Minnesota reported record numbers of sexually transmitted diseases last year, as new cases continued to spread into suburban and rural sections of the state.
The combined total of new chlamydia, gonorrhea and syphilis infections increased 8 percent from 2016 to 2017 — eclipsing an annual total of 30,000 for the first time, the state Department of Health reported Tuesday.
While STDs remained more prevalent in urban areas, and among minorities and men who have sex with other men, the record numbers are at least partly due to growth in other regions and demographics. Among the new chlamydia cases last year, 65 percent were found in suburban and rural areas. That is an increase from 61 percent five years ago.
“There’s at least two cases [of chlamydia] in every county in Minnesota,” said Krissie Guerard, who manages the state health department’s STD section. “We’re definitely seeing that everywhere.”
Chlamydia is the most commonly diagnosed sexually transmitted disease. While it can be asymptomatic for years, it can eventually damage reproductive organs and cause infertility. Some of the increase in cases is due to more awareness and statewide testing of people who are sexually active. Eventually, the hope is that the increased testing and treatment will produce a decline in infections, Guerard said.
The increase “is not good,” she said, “and in the perfect world there would be no STDs. But we feel like we’re doing a good job now. ... Eventually, we will see a decrease.”
The state reported 6,519 cases of gonorrhea in Minnesota last year, a 28 percent increase from 2016.
Nearly half involved sexually active young adults between the ages of 15 to 24. The 934 cases of syphilis represented a 10 percent increase from 2016.
The increases are frustrating for advocates such as Jeremi Thomas, who has provided STD prevention information and testing at school and community events in Minneapolis through Neighborhood HealthSource’s Seen on Da Streets program.
“Part of me says, ‘How are they going up?’ ” Thomas said of the STD numbers. “I don’t think there’s any more sex being had, or unprotected sex.”
Thomas said young adults need to understand the importance of not only getting tested and treated, but also notifying sexual partners as well so they can do the same.
“Obviously, there’s more work to be done,” he said.
The impact of improved treatment and testing is reflected in the state’s latest numbers for HIV transmissions. The 284 cases reported last year were a slight decline from the 290 cases in 2016.
Medications can now drive HIV levels down to the point where infected people can no longer transmit the virus.

════════

— TASK DESCRIPTION —
Write out the passage of the article on Minnesota's sexually transmitted disease numbers, starting at "The combined total" and ending at "Health reported Tuesday.". The lines that follow were taken from a separate source.

(Stored data entries)
════════

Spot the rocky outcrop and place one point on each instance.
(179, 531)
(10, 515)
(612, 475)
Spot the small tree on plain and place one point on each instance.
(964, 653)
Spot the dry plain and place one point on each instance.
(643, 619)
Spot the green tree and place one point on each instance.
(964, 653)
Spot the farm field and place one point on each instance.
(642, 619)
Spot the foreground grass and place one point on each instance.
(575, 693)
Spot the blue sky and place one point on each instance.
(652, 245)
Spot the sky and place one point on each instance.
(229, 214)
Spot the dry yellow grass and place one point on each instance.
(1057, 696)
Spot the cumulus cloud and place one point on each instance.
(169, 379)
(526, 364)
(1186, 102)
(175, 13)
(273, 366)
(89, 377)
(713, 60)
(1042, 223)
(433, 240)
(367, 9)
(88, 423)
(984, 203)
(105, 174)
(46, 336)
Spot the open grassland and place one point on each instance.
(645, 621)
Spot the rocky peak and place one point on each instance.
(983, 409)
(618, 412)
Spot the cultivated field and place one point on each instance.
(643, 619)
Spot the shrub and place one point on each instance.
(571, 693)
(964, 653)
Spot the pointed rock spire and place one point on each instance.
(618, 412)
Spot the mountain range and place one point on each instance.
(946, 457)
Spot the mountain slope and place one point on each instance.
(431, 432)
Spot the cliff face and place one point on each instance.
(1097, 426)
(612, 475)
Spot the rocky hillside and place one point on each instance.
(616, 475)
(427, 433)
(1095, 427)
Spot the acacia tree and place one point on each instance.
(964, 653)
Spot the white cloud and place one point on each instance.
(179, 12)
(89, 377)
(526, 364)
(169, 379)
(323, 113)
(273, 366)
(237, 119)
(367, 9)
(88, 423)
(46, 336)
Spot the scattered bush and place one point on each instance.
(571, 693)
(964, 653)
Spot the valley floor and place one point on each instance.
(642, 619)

════════

— WRITTEN SOLUTION —
The combined total of new chlamydia, gonorrhea and syphilis infections increased 8 percent from 2016 to 2017 — eclipsing an annual total of 30,000 for the first time, the state Department of Health reported Tuesday.